----- Given data -----
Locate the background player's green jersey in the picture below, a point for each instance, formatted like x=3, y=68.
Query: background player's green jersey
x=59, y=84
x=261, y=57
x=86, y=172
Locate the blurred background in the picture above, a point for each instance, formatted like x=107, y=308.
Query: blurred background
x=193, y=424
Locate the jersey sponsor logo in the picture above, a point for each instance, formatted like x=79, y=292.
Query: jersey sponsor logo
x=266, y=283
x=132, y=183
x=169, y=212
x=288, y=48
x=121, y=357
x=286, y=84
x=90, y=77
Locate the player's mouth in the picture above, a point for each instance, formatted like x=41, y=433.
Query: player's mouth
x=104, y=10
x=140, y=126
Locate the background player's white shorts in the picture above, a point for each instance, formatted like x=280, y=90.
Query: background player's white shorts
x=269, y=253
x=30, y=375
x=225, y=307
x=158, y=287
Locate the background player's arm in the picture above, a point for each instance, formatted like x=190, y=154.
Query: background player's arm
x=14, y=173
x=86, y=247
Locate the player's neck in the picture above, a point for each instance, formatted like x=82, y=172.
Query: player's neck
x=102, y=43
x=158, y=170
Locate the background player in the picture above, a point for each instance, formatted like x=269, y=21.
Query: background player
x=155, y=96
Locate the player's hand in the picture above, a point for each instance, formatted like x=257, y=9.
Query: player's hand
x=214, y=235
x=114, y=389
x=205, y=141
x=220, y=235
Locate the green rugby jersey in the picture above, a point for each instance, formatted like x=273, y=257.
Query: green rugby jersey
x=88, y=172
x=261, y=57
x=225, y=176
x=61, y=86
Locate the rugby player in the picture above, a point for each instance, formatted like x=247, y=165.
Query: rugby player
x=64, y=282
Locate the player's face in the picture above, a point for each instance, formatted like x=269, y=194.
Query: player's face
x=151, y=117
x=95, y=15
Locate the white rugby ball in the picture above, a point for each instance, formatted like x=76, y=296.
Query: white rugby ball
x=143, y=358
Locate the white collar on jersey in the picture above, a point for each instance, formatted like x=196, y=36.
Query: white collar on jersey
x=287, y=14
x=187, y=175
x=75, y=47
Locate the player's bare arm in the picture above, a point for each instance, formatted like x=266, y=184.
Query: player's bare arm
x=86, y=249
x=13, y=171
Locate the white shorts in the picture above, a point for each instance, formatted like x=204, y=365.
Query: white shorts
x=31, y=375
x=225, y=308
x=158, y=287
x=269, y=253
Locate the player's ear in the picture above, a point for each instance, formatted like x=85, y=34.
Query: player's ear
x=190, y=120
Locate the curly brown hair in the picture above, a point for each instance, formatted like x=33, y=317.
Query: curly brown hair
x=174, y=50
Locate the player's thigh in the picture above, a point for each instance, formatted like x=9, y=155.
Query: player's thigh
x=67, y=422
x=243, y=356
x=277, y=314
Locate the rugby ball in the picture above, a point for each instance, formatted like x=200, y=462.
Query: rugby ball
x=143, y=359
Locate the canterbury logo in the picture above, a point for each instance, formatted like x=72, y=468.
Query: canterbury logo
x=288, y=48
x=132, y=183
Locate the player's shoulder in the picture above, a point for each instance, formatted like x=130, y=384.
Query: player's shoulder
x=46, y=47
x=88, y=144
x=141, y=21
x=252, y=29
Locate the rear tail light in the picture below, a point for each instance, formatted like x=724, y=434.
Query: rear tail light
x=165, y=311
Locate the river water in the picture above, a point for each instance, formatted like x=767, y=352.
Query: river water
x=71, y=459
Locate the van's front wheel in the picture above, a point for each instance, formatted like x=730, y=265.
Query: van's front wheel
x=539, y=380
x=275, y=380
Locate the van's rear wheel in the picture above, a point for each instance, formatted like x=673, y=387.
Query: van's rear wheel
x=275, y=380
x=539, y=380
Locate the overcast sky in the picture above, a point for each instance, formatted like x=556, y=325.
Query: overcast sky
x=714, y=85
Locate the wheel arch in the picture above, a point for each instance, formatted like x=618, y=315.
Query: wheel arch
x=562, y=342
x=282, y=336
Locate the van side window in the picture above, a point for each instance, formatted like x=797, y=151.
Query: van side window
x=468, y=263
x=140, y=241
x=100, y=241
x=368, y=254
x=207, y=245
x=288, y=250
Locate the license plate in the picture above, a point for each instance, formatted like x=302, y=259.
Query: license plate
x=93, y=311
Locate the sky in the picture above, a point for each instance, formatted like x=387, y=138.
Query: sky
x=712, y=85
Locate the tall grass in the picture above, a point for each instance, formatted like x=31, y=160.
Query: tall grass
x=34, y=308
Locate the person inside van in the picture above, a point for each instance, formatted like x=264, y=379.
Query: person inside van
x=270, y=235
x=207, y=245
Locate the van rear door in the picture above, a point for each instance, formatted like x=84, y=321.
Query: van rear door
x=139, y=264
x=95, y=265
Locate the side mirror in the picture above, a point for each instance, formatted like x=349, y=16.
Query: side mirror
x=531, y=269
-----
→ Action item
Once you have read the data, copy all of it out exactly.

→ Solution to this problem
Locate the background player's green jersey in the picture below, a point for each instance, formatted like x=3, y=68.
Query: background player's green jersey
x=59, y=84
x=261, y=57
x=86, y=172
Locate the blurred background in the picture above, a point for each instance, formatted like x=107, y=308.
Query: blurred background
x=193, y=424
Locate the jersey sponsor logo in the picture above, a point for each instance, formatted like x=79, y=292.
Query: jersey sponsor logo
x=266, y=283
x=132, y=183
x=169, y=212
x=288, y=48
x=121, y=357
x=286, y=84
x=90, y=77
Locate the player's mouth in the picture above, a point for each instance, formatted like x=41, y=433.
Query: player's mouth
x=104, y=10
x=140, y=126
Locate the background player's white shorts in the picture above, a point for each instance, formatted like x=280, y=90.
Query: background player's white shorts
x=269, y=253
x=30, y=375
x=225, y=307
x=158, y=287
Locate the background player's arm in the picture above, a point for each instance, formatted like x=190, y=154.
Query: background player's arm
x=14, y=173
x=86, y=247
Locate the player's neck in the picture above, a point for each instance, formatted like x=82, y=172.
Query: player's neck
x=102, y=43
x=158, y=170
Locate the background player in the picture above, a point for each instance, formatted like x=269, y=21.
Query: background player
x=155, y=96
Locate the player's hand in the picture above, a point for each instance, formatted like x=257, y=9.
Query: player's hand
x=214, y=235
x=114, y=389
x=205, y=141
x=220, y=235
Locate the green rugby jersey in the picture above, a point for each instance, formatted like x=273, y=257.
Query: green rugby jersey
x=88, y=172
x=261, y=57
x=225, y=176
x=61, y=86
Locate the rugby player in the picture above, a point for each instance, formatted like x=247, y=165.
Query: rugby player
x=64, y=282
Locate the player's face in the picture above, a point for each instance, formatted like x=269, y=194.
Query: player's face
x=151, y=117
x=95, y=15
Locate the white rugby ball in the picture above, a point for each instance, formatted like x=76, y=296.
Query: white rugby ball
x=143, y=358
Locate the white collar on jersey in the picture above, a point for each instance, formatted like x=196, y=36.
Query: white collar on jersey
x=287, y=14
x=187, y=175
x=75, y=47
Locate the player's bare arm in the picture above, a point for each instance, formatted like x=266, y=184.
Query: player's bare arm
x=86, y=249
x=13, y=171
Locate the white shorts in the picture above, a point for each instance, formatted like x=204, y=365.
Query: white shorts
x=31, y=375
x=225, y=308
x=158, y=287
x=269, y=253
Locate the player's ear in the picture above, a point for each instance, formatted like x=85, y=34.
Query: player's ear
x=190, y=120
Locate the curly brown hair in the picture above, a point for each instance, formatted like x=33, y=317.
Query: curly brown hair
x=174, y=50
Locate the player's thigh in the picture above, a point for each instance, formatted like x=9, y=155.
Query: player's thigh
x=67, y=422
x=243, y=356
x=277, y=314
Locate the rugby ball in the picture above, a point for each instance, formatted like x=200, y=462.
Query: rugby ball
x=143, y=359
Locate the canterbury logo in the picture above, a point for each instance, formatted like x=72, y=468.
Query: canterbury logo
x=288, y=48
x=132, y=183
Locate the player's shoulder in the picture above, a point for each instance, formatted like x=130, y=384.
Query: player's shoulder
x=46, y=47
x=88, y=144
x=141, y=21
x=252, y=29
Locate the rear tail light in the picture below, a point for each instance, formatted like x=724, y=434.
Query: rear tail light
x=165, y=311
Locate the river water in the picture above, a point for each instance, formatted like x=767, y=352.
Query: river water
x=71, y=459
Locate the van's front wheel in the picture above, a point for each instance, formatted like x=730, y=265.
Query: van's front wheel
x=539, y=380
x=275, y=380
Locate the van's rear wheel in the picture above, a point for each instance, formatted like x=673, y=387.
Query: van's rear wheel
x=275, y=380
x=539, y=380
Locate the overcast sky in the picture above, a point for each instance, formatted like x=556, y=325.
Query: overcast sky
x=714, y=85
Locate the wheel arch in the picture above, a point for each instance, formatted like x=618, y=315.
Query: wheel arch
x=562, y=342
x=282, y=336
Locate the van side window in the picture above, a point for each instance, formatted like x=797, y=151.
Query: van side window
x=468, y=263
x=140, y=241
x=100, y=241
x=368, y=254
x=207, y=245
x=288, y=250
Locate the license plate in the picture above, a point for each instance, formatted like x=302, y=259.
Query: license plate
x=93, y=311
Locate the sky in the picture above, a point for each instance, formatted like x=387, y=138.
Query: sky
x=712, y=85
Locate the tall grass in the picture above, a point for each instance, formatted like x=31, y=160.
Query: tall grass
x=34, y=308
Locate the person inside van in the picture above, a point for each instance, formatted like x=264, y=379.
Query: person inside van
x=270, y=235
x=207, y=245
Locate the van rear door in the picture above, a point for each instance, formatted like x=84, y=321.
Query: van rear door
x=139, y=264
x=95, y=265
Locate the side mirror in the picture above, a point for each instance, formatted like x=349, y=16.
Query: side mirror
x=531, y=269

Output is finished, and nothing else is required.